_Task objective_
Only an exact copy of the records, from the line with "Locate every instance of the woman's curly" through the last line, is wanted.

-------- Information provided

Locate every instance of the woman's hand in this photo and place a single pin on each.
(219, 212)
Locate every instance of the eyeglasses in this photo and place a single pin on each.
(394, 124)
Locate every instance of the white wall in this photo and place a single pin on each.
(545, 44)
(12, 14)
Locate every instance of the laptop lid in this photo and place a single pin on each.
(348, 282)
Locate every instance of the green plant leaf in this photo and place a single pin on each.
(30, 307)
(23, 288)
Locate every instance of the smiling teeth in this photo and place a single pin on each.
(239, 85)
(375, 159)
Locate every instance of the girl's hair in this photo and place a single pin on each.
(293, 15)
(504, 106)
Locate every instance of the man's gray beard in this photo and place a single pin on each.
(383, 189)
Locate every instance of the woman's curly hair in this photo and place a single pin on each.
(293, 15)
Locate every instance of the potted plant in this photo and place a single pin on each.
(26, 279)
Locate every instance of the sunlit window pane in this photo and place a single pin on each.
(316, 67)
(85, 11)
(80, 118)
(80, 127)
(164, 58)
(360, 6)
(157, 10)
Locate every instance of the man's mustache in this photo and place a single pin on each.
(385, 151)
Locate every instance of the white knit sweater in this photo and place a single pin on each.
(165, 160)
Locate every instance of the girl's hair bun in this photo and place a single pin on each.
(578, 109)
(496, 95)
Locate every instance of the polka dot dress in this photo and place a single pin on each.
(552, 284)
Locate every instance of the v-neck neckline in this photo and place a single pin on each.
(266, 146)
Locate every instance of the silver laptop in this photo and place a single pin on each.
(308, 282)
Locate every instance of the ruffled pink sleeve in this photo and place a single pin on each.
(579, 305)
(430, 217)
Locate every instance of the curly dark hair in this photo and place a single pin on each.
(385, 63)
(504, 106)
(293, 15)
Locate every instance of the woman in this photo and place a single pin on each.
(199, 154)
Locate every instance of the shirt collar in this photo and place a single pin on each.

----------------

_Written reply_
Locate every instance of the woman's curly hair in this photo and place a single pin on each.
(293, 15)
Locate every instance of the potted plant in this photo and place a single pin on each.
(26, 279)
Locate every instance of the sunlit window pane in this photo and place a single pin on each.
(316, 67)
(85, 11)
(80, 118)
(80, 127)
(164, 58)
(360, 6)
(157, 10)
Locate every instance of the man's mustache in this photo and place a single pin on each.
(385, 151)
Locate every instance of the white knit sweater in this photo and place a single pin on each.
(165, 160)
Locate every instance of the girl's hair bun in this photo and place a single pin on each.
(578, 109)
(496, 95)
Locate every instance of the polka dot dress in this photo and place a single pin on each.
(552, 284)
Locate every instance of the v-neck neckline in this photo and place a single pin on each.
(266, 146)
Locate every instance of the silver laptop in this photo and place a single pin on each.
(308, 282)
Locate every instance of the ruffled pink sleeve in this photo and place a single pin on each.
(579, 305)
(430, 217)
Locate every instance of the curly dark hair in this photo and place a single pin on each.
(385, 63)
(504, 106)
(293, 15)
Locate every instance of the woman in this photo and place a single pin on each.
(199, 154)
Locate every instance of the shirt collar in this photo and place a single pin on each.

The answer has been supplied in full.